◆ **WHAT YOU NEED TO DO**
Nothing but the lines below between the line holding "box: [227, 164, 274, 175]" and the line holding "rough mask: <svg", inclusive, should appear in the answer, each set down exactly.

━━━━━ EXTRACTED INFORMATION ━━━━━

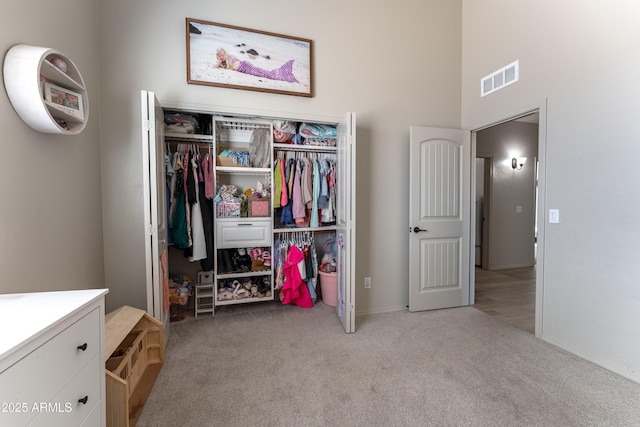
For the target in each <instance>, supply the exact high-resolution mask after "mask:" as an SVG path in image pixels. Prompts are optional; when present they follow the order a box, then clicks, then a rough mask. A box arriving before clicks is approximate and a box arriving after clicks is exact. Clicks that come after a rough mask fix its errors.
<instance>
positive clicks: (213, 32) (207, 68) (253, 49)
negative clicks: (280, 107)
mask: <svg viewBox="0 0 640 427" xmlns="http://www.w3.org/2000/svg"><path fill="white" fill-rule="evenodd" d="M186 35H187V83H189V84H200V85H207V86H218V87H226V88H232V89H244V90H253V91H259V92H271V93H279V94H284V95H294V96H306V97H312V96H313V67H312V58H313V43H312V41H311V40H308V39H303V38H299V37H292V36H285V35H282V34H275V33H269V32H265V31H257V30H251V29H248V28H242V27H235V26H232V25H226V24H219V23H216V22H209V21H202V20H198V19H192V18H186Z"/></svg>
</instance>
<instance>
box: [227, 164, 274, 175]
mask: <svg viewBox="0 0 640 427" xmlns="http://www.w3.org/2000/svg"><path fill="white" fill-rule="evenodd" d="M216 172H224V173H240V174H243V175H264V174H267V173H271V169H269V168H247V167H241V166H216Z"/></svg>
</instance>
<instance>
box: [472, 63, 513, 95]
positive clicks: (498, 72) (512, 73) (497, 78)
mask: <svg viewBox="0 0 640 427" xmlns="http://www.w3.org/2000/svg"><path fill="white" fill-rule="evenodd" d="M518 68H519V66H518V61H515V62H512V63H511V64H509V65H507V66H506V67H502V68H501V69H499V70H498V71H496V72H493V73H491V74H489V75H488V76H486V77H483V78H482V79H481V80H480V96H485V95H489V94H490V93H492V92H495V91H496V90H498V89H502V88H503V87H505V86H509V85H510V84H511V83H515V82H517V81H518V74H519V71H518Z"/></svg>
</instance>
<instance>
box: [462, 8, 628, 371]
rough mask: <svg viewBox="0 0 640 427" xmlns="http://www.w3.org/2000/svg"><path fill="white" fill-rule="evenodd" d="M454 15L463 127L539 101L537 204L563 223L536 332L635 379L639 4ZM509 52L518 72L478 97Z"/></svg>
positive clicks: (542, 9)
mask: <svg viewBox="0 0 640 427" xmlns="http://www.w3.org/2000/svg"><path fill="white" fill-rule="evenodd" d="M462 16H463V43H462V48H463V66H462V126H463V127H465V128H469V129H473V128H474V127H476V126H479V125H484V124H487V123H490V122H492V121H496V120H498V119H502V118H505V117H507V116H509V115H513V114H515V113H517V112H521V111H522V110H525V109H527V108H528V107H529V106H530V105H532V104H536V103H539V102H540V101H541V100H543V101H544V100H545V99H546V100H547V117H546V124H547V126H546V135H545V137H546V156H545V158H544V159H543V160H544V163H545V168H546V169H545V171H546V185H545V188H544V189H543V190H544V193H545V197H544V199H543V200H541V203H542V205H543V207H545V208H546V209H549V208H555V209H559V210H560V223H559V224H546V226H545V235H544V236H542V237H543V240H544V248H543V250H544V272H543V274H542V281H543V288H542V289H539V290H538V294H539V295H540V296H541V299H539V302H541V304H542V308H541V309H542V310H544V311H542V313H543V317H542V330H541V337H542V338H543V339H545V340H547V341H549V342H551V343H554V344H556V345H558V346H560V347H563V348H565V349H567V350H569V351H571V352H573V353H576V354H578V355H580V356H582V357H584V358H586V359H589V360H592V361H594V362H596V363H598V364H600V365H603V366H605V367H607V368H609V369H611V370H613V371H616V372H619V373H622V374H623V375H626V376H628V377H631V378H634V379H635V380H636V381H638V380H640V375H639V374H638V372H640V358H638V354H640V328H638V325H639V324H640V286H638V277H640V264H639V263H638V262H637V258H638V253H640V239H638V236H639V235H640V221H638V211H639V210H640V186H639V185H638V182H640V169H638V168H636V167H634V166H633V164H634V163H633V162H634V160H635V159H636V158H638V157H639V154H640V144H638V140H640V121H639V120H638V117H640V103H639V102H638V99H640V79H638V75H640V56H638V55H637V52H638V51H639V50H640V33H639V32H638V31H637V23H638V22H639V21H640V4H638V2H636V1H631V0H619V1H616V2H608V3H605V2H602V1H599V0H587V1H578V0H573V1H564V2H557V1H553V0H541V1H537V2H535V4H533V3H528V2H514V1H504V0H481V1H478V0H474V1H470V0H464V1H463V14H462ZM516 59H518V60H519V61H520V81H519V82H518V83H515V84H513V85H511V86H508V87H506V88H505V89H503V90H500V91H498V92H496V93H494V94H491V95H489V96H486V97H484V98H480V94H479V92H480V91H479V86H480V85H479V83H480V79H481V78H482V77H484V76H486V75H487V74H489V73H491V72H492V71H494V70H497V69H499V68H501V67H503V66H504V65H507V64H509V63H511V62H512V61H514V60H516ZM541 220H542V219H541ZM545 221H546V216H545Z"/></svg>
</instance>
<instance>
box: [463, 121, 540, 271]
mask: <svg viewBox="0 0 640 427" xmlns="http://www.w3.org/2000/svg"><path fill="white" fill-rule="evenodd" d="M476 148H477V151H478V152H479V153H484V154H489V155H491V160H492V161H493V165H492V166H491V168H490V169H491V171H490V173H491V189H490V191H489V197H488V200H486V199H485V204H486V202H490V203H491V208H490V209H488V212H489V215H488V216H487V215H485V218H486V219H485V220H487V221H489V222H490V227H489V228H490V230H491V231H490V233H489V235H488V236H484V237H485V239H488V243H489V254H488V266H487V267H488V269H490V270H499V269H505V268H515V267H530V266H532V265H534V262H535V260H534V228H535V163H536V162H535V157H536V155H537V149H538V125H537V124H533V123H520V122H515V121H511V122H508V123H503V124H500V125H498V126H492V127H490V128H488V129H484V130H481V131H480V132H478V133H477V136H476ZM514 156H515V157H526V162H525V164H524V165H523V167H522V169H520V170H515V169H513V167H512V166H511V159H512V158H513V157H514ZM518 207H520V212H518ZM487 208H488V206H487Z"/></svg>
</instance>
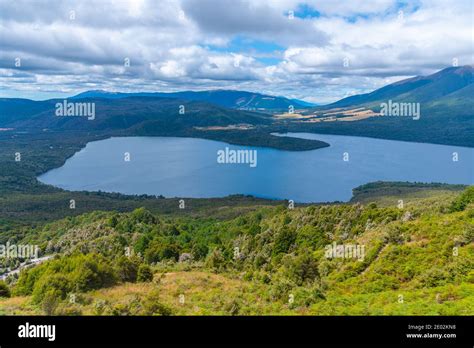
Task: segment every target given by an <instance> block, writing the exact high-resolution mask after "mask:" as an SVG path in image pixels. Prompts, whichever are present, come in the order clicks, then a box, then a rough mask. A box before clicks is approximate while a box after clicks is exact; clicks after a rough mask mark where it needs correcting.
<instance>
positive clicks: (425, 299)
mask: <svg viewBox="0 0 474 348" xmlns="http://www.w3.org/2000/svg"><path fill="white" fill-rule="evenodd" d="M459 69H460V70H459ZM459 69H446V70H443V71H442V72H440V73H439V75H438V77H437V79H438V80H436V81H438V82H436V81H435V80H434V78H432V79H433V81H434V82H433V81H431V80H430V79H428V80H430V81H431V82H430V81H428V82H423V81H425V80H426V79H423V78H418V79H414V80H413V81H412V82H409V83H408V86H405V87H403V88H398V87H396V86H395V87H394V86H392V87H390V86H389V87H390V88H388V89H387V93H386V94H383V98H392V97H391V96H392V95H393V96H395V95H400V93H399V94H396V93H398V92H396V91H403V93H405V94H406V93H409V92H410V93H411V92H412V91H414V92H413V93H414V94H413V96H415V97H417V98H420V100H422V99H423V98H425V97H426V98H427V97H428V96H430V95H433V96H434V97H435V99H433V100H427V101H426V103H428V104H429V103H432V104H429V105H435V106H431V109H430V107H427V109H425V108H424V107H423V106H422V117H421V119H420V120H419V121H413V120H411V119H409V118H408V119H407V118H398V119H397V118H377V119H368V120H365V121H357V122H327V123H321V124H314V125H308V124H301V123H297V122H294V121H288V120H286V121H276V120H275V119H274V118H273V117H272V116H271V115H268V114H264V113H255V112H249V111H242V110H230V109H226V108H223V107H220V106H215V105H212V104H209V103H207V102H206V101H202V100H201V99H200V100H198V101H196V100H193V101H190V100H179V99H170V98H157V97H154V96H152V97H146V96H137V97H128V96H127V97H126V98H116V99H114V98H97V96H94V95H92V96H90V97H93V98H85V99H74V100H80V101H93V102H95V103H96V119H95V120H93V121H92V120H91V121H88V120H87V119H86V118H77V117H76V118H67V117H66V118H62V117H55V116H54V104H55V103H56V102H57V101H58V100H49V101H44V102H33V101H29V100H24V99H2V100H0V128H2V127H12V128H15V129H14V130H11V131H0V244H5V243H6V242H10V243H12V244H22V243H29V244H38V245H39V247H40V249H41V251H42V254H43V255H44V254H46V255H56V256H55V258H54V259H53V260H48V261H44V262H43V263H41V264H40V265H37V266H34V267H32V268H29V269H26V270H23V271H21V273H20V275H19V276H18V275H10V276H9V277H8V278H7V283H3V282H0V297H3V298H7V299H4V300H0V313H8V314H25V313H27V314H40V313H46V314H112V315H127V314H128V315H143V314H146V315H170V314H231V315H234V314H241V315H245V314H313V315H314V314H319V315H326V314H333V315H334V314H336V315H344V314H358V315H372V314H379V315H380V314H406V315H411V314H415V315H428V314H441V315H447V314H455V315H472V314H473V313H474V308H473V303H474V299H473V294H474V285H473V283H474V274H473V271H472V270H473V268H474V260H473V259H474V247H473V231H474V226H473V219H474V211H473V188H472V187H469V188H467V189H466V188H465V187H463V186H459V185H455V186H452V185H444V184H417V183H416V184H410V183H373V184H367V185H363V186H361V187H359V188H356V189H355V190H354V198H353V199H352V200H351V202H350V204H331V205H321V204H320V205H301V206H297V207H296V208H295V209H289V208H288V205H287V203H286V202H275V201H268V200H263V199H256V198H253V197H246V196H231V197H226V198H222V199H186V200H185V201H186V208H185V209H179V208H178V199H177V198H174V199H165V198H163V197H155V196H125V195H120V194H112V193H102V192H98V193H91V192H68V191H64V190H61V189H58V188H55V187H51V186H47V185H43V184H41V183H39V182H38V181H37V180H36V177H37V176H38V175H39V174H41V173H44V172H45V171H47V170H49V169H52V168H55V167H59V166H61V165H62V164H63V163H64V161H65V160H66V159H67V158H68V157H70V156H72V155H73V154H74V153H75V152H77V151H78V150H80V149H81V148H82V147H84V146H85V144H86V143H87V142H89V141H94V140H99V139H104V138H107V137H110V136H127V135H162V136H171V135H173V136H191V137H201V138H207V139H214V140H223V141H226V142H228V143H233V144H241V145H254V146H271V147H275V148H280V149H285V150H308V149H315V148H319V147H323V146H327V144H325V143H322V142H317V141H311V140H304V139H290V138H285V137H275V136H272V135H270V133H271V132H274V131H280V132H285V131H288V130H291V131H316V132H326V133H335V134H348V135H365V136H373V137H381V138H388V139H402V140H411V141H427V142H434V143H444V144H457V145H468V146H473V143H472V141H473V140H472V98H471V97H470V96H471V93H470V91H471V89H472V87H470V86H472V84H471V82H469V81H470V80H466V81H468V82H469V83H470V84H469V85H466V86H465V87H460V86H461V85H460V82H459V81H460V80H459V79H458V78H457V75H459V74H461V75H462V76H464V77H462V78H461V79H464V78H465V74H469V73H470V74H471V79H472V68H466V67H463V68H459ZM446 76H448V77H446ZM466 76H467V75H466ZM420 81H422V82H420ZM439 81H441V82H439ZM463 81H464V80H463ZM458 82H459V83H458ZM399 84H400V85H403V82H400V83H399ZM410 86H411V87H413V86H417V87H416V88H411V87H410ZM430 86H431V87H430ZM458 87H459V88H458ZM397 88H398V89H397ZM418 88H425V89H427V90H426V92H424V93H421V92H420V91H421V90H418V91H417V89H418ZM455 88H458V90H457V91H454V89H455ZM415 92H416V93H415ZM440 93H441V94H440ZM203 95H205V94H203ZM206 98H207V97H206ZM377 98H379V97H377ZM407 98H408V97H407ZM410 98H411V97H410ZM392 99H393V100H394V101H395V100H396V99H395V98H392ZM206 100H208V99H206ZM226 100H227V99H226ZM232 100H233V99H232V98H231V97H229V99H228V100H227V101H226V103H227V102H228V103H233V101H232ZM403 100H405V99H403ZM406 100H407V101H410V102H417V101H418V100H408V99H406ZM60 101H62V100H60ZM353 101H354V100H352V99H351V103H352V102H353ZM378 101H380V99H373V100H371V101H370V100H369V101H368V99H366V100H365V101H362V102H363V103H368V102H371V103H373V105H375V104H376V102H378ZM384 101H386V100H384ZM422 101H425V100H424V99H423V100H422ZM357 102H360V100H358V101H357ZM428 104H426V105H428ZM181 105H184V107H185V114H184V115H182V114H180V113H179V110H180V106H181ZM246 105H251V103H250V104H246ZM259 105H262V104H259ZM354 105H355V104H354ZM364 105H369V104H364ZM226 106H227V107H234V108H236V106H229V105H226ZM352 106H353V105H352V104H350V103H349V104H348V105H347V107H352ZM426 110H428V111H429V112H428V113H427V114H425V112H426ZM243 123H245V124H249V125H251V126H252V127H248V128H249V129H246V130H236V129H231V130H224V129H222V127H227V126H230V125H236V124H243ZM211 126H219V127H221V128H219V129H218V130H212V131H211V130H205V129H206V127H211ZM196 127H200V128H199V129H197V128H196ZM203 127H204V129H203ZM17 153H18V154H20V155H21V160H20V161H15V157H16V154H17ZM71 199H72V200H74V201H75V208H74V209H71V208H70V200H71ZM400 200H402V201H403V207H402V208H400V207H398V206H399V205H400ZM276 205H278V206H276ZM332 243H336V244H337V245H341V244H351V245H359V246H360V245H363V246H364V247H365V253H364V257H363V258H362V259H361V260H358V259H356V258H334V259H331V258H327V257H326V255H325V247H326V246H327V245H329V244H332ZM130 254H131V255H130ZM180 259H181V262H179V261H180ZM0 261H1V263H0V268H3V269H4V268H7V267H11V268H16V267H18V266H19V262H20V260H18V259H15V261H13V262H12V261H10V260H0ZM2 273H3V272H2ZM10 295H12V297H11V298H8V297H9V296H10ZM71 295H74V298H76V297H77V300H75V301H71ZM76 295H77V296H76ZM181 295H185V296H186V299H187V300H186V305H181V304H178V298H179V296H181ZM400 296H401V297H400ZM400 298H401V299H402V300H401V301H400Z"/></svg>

━━━━━

◆ **ANSWER**
box: [227, 164, 274, 175]
mask: <svg viewBox="0 0 640 427" xmlns="http://www.w3.org/2000/svg"><path fill="white" fill-rule="evenodd" d="M216 172H224V173H240V174H243V175H264V174H267V173H271V169H269V168H247V167H241V166H216Z"/></svg>
</instance>
<instance>
box: [472, 63, 513, 95]
positive clicks: (498, 72) (512, 73) (497, 78)
mask: <svg viewBox="0 0 640 427" xmlns="http://www.w3.org/2000/svg"><path fill="white" fill-rule="evenodd" d="M518 68H519V66H518V61H515V62H512V63H511V64H509V65H507V66H506V67H502V68H501V69H499V70H498V71H496V72H493V73H491V74H489V75H488V76H486V77H483V78H482V79H481V80H480V96H485V95H489V94H490V93H492V92H495V91H496V90H498V89H502V88H503V87H505V86H509V85H510V84H511V83H515V82H517V81H518V74H519V71H518Z"/></svg>
</instance>
<instance>
box: [462, 8, 628, 371]
rough mask: <svg viewBox="0 0 640 427" xmlns="http://www.w3.org/2000/svg"><path fill="white" fill-rule="evenodd" d="M454 15L463 127L539 101L537 204L563 223L536 332L635 379L639 4ZM509 52L518 72L478 97Z"/></svg>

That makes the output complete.